- To be done -
Pull out every one of the rows below and reproduce each line word for word, with no changes.

Source records:
———

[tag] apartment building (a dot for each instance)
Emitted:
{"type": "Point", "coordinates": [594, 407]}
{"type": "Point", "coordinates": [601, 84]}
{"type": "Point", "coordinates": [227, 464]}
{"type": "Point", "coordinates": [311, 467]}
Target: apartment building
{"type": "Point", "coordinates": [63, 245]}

———

- Exercise response -
[tag] apartment building (a dot for each instance)
Emitted:
{"type": "Point", "coordinates": [594, 407]}
{"type": "Point", "coordinates": [601, 84]}
{"type": "Point", "coordinates": [227, 464]}
{"type": "Point", "coordinates": [311, 467]}
Target: apartment building
{"type": "Point", "coordinates": [63, 245]}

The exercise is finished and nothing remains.